What the task asks
Revise the entries from the beginning through the line containing "[21,66,31,96]", replacing "marching person" with "walking person" and keeping everything else the same. Omit the pictures.

Dataset entries
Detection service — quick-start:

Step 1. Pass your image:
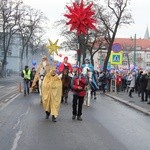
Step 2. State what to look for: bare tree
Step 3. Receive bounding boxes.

[18,6,47,70]
[97,0,133,71]
[0,0,22,74]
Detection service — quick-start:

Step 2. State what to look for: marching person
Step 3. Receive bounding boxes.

[128,72,136,98]
[58,57,72,74]
[71,68,88,121]
[42,68,62,122]
[21,66,31,96]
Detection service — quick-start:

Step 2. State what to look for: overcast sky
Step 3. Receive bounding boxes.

[23,0,150,40]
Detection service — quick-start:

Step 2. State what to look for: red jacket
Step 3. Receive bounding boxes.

[71,76,88,96]
[58,63,72,74]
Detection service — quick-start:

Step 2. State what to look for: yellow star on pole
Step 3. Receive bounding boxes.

[47,40,61,55]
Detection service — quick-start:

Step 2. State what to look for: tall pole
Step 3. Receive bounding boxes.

[133,34,136,66]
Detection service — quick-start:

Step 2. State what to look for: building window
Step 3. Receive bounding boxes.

[147,54,150,58]
[146,62,150,67]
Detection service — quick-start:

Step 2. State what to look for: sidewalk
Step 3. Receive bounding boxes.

[106,92,150,115]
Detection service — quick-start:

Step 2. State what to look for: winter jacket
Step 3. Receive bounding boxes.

[71,75,88,96]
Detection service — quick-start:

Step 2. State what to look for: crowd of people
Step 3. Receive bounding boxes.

[21,57,150,122]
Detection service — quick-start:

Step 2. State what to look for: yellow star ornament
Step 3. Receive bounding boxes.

[47,40,61,55]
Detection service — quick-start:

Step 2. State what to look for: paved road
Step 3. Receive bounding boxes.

[0,93,150,150]
[106,92,150,115]
[0,75,21,108]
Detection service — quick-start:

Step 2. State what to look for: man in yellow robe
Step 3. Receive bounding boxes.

[30,55,50,96]
[42,68,62,122]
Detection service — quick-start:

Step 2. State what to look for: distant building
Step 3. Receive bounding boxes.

[0,33,47,72]
[94,27,150,70]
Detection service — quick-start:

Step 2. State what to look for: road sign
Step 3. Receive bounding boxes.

[110,52,122,65]
[112,43,122,53]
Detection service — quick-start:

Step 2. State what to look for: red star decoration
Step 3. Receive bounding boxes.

[64,0,96,35]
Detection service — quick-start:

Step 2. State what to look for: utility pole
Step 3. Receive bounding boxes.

[133,34,136,66]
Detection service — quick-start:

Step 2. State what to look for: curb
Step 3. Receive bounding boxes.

[105,93,150,116]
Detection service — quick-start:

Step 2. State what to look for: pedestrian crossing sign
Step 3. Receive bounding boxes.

[110,52,122,65]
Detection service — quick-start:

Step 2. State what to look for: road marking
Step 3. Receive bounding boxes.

[0,93,21,111]
[11,131,22,150]
[4,98,9,102]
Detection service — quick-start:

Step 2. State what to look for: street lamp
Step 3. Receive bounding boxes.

[133,34,136,66]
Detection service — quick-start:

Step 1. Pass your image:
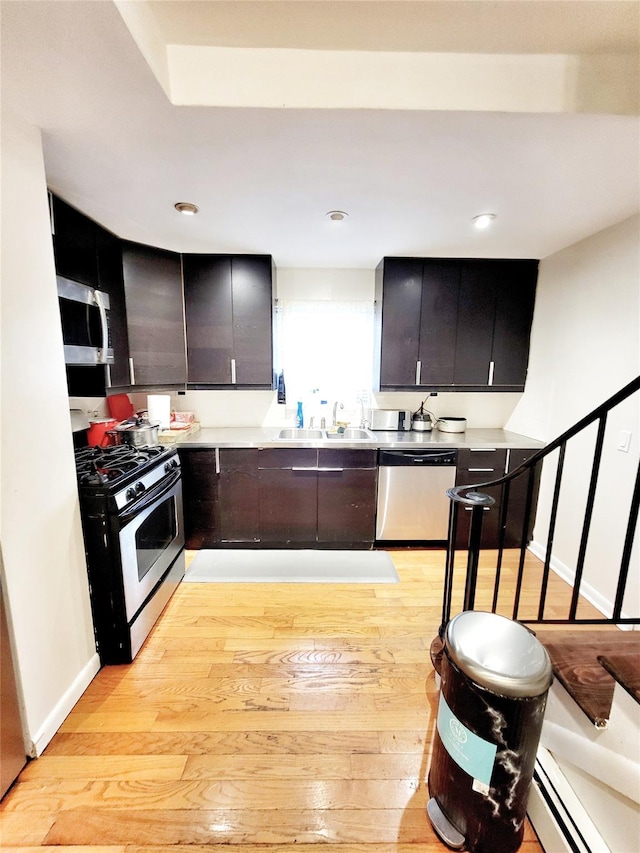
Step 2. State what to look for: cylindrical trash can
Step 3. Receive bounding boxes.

[427,611,553,853]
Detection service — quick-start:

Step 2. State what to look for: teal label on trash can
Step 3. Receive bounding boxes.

[438,693,498,786]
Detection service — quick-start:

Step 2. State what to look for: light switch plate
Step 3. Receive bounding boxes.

[618,429,631,453]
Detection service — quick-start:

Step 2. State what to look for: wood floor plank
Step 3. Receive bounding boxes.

[46,808,440,853]
[7,776,428,808]
[0,549,544,853]
[46,730,382,755]
[20,755,187,782]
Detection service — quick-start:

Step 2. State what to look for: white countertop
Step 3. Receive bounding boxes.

[178,427,544,450]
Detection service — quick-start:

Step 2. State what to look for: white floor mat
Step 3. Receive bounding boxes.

[184,549,399,583]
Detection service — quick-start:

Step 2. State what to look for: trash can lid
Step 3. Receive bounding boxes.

[445,610,553,698]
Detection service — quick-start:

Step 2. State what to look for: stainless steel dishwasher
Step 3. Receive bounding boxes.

[376,450,457,541]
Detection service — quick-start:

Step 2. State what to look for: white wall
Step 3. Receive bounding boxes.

[507,216,640,615]
[0,105,98,754]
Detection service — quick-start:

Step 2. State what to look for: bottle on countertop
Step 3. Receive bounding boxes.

[320,400,329,429]
[278,370,287,403]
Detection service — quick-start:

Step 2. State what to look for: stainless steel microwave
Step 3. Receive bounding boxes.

[57,275,113,366]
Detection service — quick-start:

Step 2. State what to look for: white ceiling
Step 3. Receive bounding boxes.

[1,0,640,268]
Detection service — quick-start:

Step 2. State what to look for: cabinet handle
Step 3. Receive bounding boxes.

[47,192,56,237]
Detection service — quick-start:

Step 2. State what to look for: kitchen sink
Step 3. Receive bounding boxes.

[327,427,375,441]
[278,427,324,441]
[276,427,376,441]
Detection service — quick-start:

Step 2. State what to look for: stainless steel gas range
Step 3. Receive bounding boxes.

[76,445,185,664]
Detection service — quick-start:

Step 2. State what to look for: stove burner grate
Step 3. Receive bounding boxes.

[75,444,165,486]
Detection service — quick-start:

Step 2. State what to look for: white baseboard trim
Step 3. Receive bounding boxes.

[29,653,100,758]
[527,747,611,853]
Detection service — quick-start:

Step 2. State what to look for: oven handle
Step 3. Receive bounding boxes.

[118,468,182,522]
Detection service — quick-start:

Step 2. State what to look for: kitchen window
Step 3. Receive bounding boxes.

[276,299,373,413]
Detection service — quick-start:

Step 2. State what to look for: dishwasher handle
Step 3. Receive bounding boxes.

[378,450,458,468]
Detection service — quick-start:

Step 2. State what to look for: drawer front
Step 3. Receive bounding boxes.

[456,448,507,485]
[258,447,318,470]
[318,448,378,469]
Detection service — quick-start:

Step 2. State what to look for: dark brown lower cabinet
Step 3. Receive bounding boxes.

[456,448,540,548]
[318,449,378,548]
[179,448,260,549]
[504,448,542,548]
[259,448,377,548]
[258,447,318,547]
[179,448,377,549]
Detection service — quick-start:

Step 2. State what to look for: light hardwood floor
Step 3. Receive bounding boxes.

[0,550,580,853]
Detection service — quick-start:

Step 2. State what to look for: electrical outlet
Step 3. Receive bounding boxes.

[618,429,631,453]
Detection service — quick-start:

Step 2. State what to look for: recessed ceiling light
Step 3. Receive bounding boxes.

[173,201,198,216]
[473,213,496,230]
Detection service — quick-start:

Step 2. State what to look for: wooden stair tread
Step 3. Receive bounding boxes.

[598,652,640,703]
[536,628,640,728]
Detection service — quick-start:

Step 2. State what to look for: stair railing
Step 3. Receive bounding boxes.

[439,376,640,638]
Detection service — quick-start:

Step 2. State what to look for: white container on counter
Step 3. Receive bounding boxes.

[436,417,467,432]
[147,394,171,429]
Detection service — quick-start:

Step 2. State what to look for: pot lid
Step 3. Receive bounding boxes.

[116,420,160,432]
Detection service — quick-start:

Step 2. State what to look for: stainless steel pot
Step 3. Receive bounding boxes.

[411,412,433,432]
[109,418,160,447]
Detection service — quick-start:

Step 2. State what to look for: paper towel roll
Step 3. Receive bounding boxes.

[147,394,171,429]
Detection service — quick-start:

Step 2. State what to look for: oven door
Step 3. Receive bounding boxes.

[118,469,184,623]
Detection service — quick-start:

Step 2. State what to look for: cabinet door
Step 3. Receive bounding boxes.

[182,255,233,385]
[376,258,423,387]
[183,255,273,388]
[178,448,220,548]
[505,448,542,548]
[456,448,507,548]
[51,195,98,287]
[217,448,260,543]
[258,448,318,546]
[122,242,187,385]
[419,260,460,385]
[231,255,273,388]
[453,261,496,386]
[491,261,538,386]
[96,225,129,388]
[317,449,377,548]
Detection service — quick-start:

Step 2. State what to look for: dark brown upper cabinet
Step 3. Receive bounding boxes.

[49,194,98,287]
[374,258,538,391]
[453,260,538,388]
[122,241,187,386]
[96,225,129,388]
[50,194,129,397]
[182,254,273,389]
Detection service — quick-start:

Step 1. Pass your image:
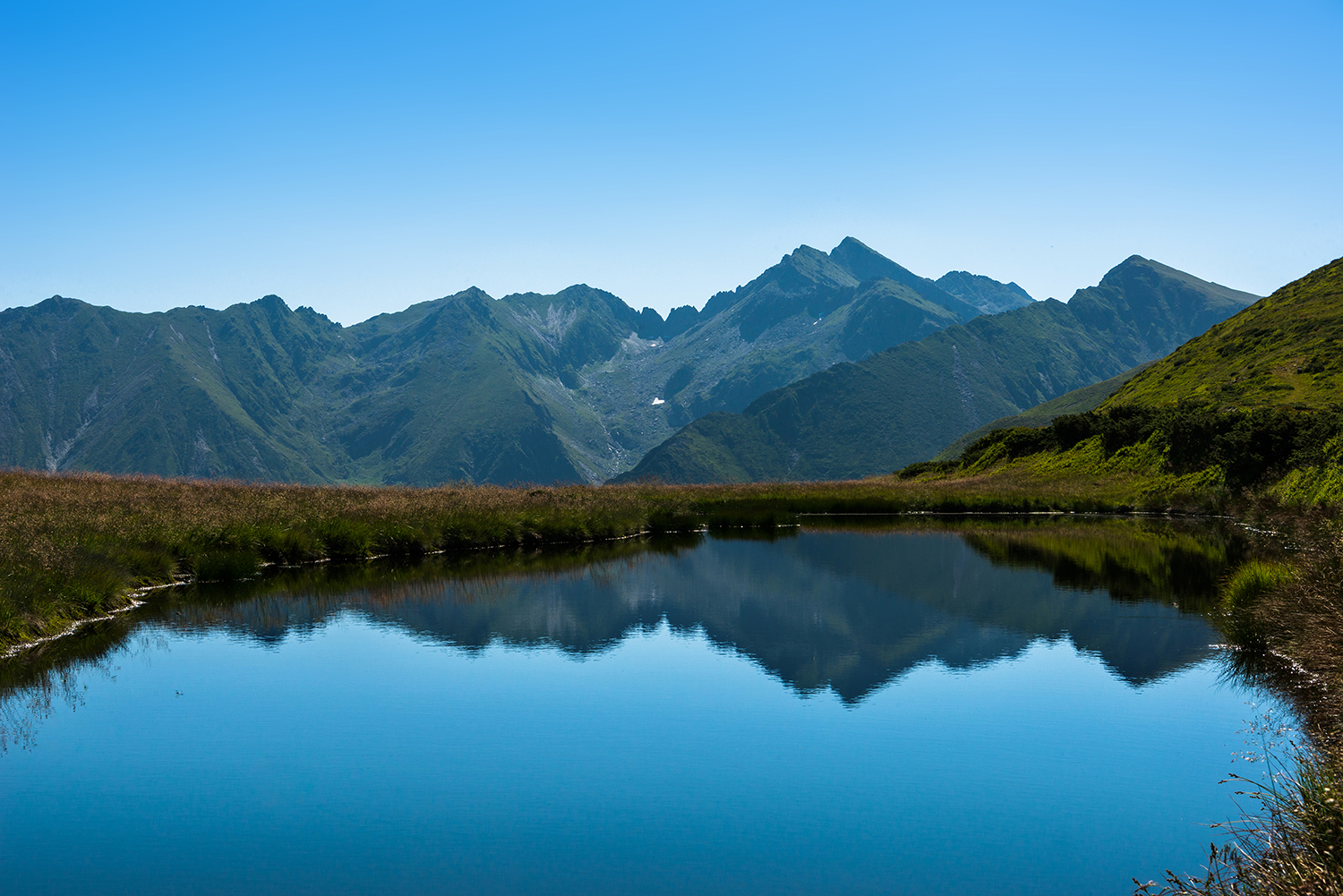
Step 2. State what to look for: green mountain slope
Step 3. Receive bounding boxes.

[0,239,1010,485]
[932,362,1157,461]
[1109,258,1343,408]
[620,255,1256,482]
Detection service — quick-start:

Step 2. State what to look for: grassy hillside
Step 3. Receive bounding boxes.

[934,362,1157,461]
[617,257,1254,482]
[1109,258,1343,408]
[902,260,1343,505]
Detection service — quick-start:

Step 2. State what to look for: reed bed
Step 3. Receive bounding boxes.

[1138,507,1343,896]
[0,470,1176,649]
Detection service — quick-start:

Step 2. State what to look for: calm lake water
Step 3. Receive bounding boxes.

[0,524,1270,894]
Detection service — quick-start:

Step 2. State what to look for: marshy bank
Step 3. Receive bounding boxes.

[0,470,1219,649]
[1138,502,1343,896]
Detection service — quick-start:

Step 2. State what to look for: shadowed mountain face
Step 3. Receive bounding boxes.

[618,255,1256,482]
[0,521,1228,730]
[0,239,1009,485]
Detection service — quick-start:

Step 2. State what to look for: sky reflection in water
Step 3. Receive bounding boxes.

[0,532,1279,893]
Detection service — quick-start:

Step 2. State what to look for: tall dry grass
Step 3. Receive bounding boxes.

[0,470,1193,646]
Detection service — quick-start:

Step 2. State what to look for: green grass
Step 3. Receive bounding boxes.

[1109,258,1343,410]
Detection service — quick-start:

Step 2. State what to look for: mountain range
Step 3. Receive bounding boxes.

[0,238,1031,485]
[0,238,1254,485]
[618,255,1257,482]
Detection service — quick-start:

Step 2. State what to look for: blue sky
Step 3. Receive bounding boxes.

[0,0,1343,324]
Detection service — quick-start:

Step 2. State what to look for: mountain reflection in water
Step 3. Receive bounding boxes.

[83,521,1227,704]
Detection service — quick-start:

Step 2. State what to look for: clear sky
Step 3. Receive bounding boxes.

[0,0,1343,324]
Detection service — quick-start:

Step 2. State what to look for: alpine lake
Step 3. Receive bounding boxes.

[0,517,1284,896]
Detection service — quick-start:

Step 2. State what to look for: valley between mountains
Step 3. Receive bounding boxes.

[0,238,1257,485]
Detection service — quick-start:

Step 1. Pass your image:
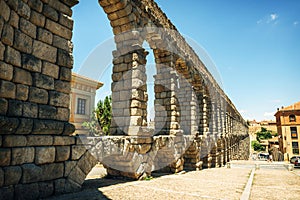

Full response
Detection service — quick-start:

Step 1. Pass your image:
Step 2. State what to look for: bare tree
Step 3. Receive bounding boxes.

[18,6,47,70]
[97,0,133,71]
[0,0,22,74]
Detection service — quick-start:

Step 2. State what to look for: walking person
Step 3. Receive bounding boxes.

[128,72,136,98]
[58,57,72,74]
[71,68,88,121]
[42,68,62,122]
[21,66,31,96]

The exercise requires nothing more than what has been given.